▶ **DIRECTION**: Can you quote the records below in full, word for word?

Object position labeling entries:
================

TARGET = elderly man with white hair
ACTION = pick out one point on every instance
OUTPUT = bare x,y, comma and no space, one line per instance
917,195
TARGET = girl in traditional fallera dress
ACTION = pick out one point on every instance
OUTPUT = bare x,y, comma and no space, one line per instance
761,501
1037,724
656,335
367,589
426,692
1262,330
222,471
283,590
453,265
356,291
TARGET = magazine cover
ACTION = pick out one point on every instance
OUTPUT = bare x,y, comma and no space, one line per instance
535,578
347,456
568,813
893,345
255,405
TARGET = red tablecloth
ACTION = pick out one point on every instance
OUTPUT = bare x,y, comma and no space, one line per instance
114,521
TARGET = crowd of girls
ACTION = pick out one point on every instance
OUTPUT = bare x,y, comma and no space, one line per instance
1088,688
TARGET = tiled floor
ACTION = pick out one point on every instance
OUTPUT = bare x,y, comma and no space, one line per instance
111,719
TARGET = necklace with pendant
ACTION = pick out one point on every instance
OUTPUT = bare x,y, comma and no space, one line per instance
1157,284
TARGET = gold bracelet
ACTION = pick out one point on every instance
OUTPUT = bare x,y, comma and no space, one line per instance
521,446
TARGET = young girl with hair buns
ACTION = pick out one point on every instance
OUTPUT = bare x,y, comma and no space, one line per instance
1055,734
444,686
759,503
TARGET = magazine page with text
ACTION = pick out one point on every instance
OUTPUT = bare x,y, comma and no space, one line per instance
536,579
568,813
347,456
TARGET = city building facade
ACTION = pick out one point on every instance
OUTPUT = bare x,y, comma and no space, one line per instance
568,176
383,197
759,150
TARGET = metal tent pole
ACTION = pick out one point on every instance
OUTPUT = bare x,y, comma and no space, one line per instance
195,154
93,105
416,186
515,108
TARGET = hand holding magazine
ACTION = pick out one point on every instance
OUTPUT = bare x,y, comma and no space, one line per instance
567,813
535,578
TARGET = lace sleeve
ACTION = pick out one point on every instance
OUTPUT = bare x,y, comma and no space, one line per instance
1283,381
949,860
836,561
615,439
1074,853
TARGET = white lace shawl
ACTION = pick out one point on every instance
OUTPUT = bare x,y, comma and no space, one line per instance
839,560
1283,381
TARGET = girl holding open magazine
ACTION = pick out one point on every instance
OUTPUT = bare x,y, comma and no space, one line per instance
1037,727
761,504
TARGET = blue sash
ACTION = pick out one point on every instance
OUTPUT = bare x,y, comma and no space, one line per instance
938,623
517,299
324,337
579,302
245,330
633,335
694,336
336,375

================

▶ **CORRECT RESPONSE**:
TARGET = elderly man with white hair
ACTION = pick out one point on every instance
OUTPUT = bare x,y, comma and no space, one line per instance
917,195
TARGET = girl in traditional fallera dress
ACTION = pick out one point on every instance
OUTPUT = bare x,y, comma and no space, one line per instance
761,501
1037,724
656,335
367,589
426,692
1262,330
222,471
283,590
453,265
356,291
TARGET = magazine cover
ACTION = pick out one point on every instance
OUTPUT = bare x,y, comma and no space, one line per instance
535,578
347,456
568,813
893,345
255,405
TARGET = red tablecloth
ACTION = pick out one point on every instance
OUTPUT = bare x,y, comma and no space, one line per instance
114,521
TARGET = crowd of girls
ACTION = pick out one point on every instance
OUTPUT = bare x,y, comma and no space, one line per instance
1088,688
TARGET = tiled floor
ACTION = pick out one point on every instance
OUTPUT = bare x,y, comma and no space, one line per instance
111,719
TARGET = necklace with pendant
ACTION = pick out one point on every instance
OUTPUT = bare x,y, comma and no space, one line per instance
1157,284
TARGET = gold bracelet
ACTION = pick out one point on every instance
OUTPUT = bare x,y, comma and no space, one line per instance
521,446
TARGET = young girl with hair buns
ACTION = pick out one point on every instance
OUTPUT = bare x,y, comma and no space, one line per instance
1055,734
444,686
759,503
TARGET = magazine page with text
ACTION = pick out one point on every instance
OUTPUT = bare x,y, comma and no space, one line per instance
536,579
568,813
347,456
TARGET = city building facade
ACTION = pick out one point on every instance
OUTPUT = bare x,y, comma and no space, one line per instance
568,176
383,197
759,150
TARGET = metal tent pole
ACTION = pick out one point on every instance
OUTPUT = bare x,y, comma and no space, one line per instance
195,154
93,105
416,186
515,108
TARGET = hand holding magazine
ACTION = pick out one point on every instance
OUTPUT = bare x,y, comma and no space, one line per instance
567,813
535,578
TARGET = lace sleeve
ACTION = pick out one point on every instance
OUTPUT = bare x,y, comma and no space, one line per instance
1283,381
949,860
836,561
615,439
1074,853
TARGET = white lace shawl
ACTION = pick out one point on every instance
OUTPUT = bare x,y, comma and no space, one line per instance
839,560
1283,381
TARGET = girl holding open magazine
ACTION = pick out one point on every instance
OUTPUT = bare x,y, comma and no space, one line per instance
1037,727
761,504
TARGET = blue sash
ACTION = pick out one point on every instance
OUTPUT = bare x,y, comma and no space, one line per instance
938,623
517,299
324,337
579,302
245,330
633,335
694,336
336,375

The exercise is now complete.